Outline records
◇ ◇ ◇ ◇ ◇

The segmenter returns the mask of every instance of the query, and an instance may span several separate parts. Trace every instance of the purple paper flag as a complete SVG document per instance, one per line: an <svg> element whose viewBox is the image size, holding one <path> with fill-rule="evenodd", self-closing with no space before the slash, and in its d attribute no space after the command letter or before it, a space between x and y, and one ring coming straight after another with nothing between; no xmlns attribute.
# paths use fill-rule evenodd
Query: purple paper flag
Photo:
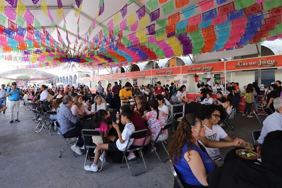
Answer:
<svg viewBox="0 0 282 188"><path fill-rule="evenodd" d="M146 27L146 28L147 29L147 33L148 35L152 35L155 34L155 23L147 26Z"/></svg>
<svg viewBox="0 0 282 188"><path fill-rule="evenodd" d="M142 7L137 10L136 11L136 13L138 15L138 18L139 19L140 19L144 17L145 16L145 5L144 5Z"/></svg>
<svg viewBox="0 0 282 188"><path fill-rule="evenodd" d="M48 10L49 11L49 10ZM34 19L34 16L28 10L26 12L26 14L24 15L24 18L26 19L26 23L32 25L33 24L33 21Z"/></svg>
<svg viewBox="0 0 282 188"><path fill-rule="evenodd" d="M31 0L32 1L32 2L33 3L33 4L36 4L38 2L38 1L39 1L39 0Z"/></svg>
<svg viewBox="0 0 282 188"><path fill-rule="evenodd" d="M124 17L126 15L126 13L127 13L127 4L125 4L124 6L120 9L120 12L121 13L121 16L122 16L122 18L124 18Z"/></svg>
<svg viewBox="0 0 282 188"><path fill-rule="evenodd" d="M138 21L136 21L135 23L130 26L130 31L136 31L138 28Z"/></svg>
<svg viewBox="0 0 282 188"><path fill-rule="evenodd" d="M77 8L79 8L80 6L80 4L82 2L82 0L75 0L75 3L76 4L76 6L77 6Z"/></svg>
<svg viewBox="0 0 282 188"><path fill-rule="evenodd" d="M99 9L99 14L98 16L100 16L100 15L103 14L103 13L104 12L104 2L103 2L103 4L102 4L101 7L100 7L100 9Z"/></svg>
<svg viewBox="0 0 282 188"><path fill-rule="evenodd" d="M120 30L124 30L127 26L127 22L126 19L120 22Z"/></svg>
<svg viewBox="0 0 282 188"><path fill-rule="evenodd" d="M155 21L160 17L160 8L150 13L150 20L151 22Z"/></svg>
<svg viewBox="0 0 282 188"><path fill-rule="evenodd" d="M57 2L58 4L58 8L61 9L63 7L62 5L62 0L57 0Z"/></svg>
<svg viewBox="0 0 282 188"><path fill-rule="evenodd" d="M16 11L9 6L7 6L6 7L5 14L7 17L10 19L12 20L16 19Z"/></svg>
<svg viewBox="0 0 282 188"><path fill-rule="evenodd" d="M9 4L12 5L13 7L16 8L17 4L18 4L18 0L6 0L6 1L9 3Z"/></svg>

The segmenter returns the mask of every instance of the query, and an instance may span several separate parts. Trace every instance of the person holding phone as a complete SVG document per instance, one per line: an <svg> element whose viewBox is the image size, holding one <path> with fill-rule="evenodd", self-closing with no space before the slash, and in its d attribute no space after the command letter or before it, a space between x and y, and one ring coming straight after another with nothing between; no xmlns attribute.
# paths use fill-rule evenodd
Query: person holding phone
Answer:
<svg viewBox="0 0 282 188"><path fill-rule="evenodd" d="M124 151L126 150L127 142L129 142L128 147L129 147L131 145L134 139L130 140L129 135L135 131L135 127L131 121L132 116L132 112L130 109L122 111L120 120L122 125L125 125L123 130L122 132L118 125L113 122L113 126L116 130L118 136L108 136L107 138L113 143L98 144L96 147L93 163L90 165L85 165L84 166L84 169L88 171L98 171L98 160L100 159L102 161L104 160L104 155L101 155L101 150L108 150L112 152Z"/></svg>

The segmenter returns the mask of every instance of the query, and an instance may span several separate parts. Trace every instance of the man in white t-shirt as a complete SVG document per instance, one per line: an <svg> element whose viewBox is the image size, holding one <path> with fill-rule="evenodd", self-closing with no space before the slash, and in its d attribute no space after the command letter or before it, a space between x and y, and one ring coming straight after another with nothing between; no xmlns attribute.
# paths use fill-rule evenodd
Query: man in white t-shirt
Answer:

◇ ◇ ◇ ◇ ◇

*Task objective*. Turn the lines of the records into a numbered list, leaving out the blank lines and the pictures.

*The result*.
1. The segmenter returns the mask of every instance of the query, and an instance may span several separate parts. Trace every instance of the purple paper flag as a complete SVG document per instance, one per line: an <svg> element whose viewBox is the image size, holding one <path> with fill-rule="evenodd", self-closing with no space before the slash, and in its d attribute no space after the command letter or before it, a space between x and y, and one ring coming straight after another with nothing between; no xmlns attribute.
2. # paths use fill-rule evenodd
3. Query: purple paper flag
4. Photo:
5. Answer:
6. <svg viewBox="0 0 282 188"><path fill-rule="evenodd" d="M146 27L146 28L147 29L147 33L148 35L152 35L155 34L155 23L147 26Z"/></svg>
7. <svg viewBox="0 0 282 188"><path fill-rule="evenodd" d="M142 7L137 10L136 11L136 13L138 15L138 18L139 19L140 19L144 17L145 16L145 5L144 5Z"/></svg>
8. <svg viewBox="0 0 282 188"><path fill-rule="evenodd" d="M48 10L49 11L49 10ZM34 19L34 16L28 10L26 12L26 14L24 15L24 18L26 19L26 23L32 25L33 24L33 21Z"/></svg>
9. <svg viewBox="0 0 282 188"><path fill-rule="evenodd" d="M31 0L32 1L32 2L33 3L33 4L36 4L38 2L38 1L39 1L39 0Z"/></svg>
10. <svg viewBox="0 0 282 188"><path fill-rule="evenodd" d="M124 17L126 15L126 13L127 13L127 4L125 4L124 6L120 9L120 12L121 13L121 16L122 16L122 18L124 18Z"/></svg>
11. <svg viewBox="0 0 282 188"><path fill-rule="evenodd" d="M138 21L136 21L135 23L130 26L130 31L136 31L138 28Z"/></svg>
12. <svg viewBox="0 0 282 188"><path fill-rule="evenodd" d="M77 8L79 8L80 6L80 4L82 2L82 0L75 0L75 3L76 4L76 6L77 6Z"/></svg>
13. <svg viewBox="0 0 282 188"><path fill-rule="evenodd" d="M99 9L99 14L98 16L100 16L100 15L103 14L103 13L104 12L104 2L103 2L103 4L102 4L101 7L100 7L100 9Z"/></svg>
14. <svg viewBox="0 0 282 188"><path fill-rule="evenodd" d="M120 30L124 30L127 26L127 22L126 19L120 22Z"/></svg>
15. <svg viewBox="0 0 282 188"><path fill-rule="evenodd" d="M155 21L160 17L160 8L150 13L150 20L151 22Z"/></svg>
16. <svg viewBox="0 0 282 188"><path fill-rule="evenodd" d="M57 2L58 4L58 8L61 9L63 7L62 5L62 0L57 0Z"/></svg>
17. <svg viewBox="0 0 282 188"><path fill-rule="evenodd" d="M16 11L9 6L7 6L6 7L5 14L7 17L10 19L12 20L16 19Z"/></svg>
18. <svg viewBox="0 0 282 188"><path fill-rule="evenodd" d="M9 4L12 5L13 7L16 8L17 4L18 4L18 0L6 0L6 1L9 3Z"/></svg>
19. The segmenter returns the mask of every instance of the query, and an instance may span several separate parts. Trace every instance of the person holding phone as a complete SVG document per instance, one per line: an <svg> element whose viewBox is the image size, holding one <path> with fill-rule="evenodd", self-closing with no space before the slash, and in its d attribute no space after the command letter or before it, a space between x and y, and one ring coming straight after another with nothing between; no xmlns attribute.
20. # paths use fill-rule evenodd
21. Query: person holding phone
22. Answer:
23. <svg viewBox="0 0 282 188"><path fill-rule="evenodd" d="M124 151L126 150L127 142L129 142L128 147L129 147L131 145L134 139L130 140L129 135L135 131L135 127L131 121L132 116L132 112L130 109L122 111L120 120L122 125L125 125L123 130L122 132L118 125L113 122L113 126L116 130L118 136L108 136L107 138L113 143L98 144L96 147L93 163L90 165L85 165L84 166L84 169L88 171L98 171L98 160L100 159L102 161L104 160L104 155L101 155L101 150L108 150L112 152Z"/></svg>
24. The segmenter returns the mask of every instance of the query, and an instance may span several separate parts. Trace every instance of the man in white t-shirt as a complete SVG document per instance, one per line: an <svg> element whose viewBox is the image size, holding one <path> with fill-rule="evenodd", self-closing with no space before the slash, and in its d attribute no space after the command letter or before it, a space between x and y, and one ring coming straight after another with nothing between; no xmlns attribute.
25. # paths use fill-rule evenodd
26. Query: man in white t-shirt
27. Answer:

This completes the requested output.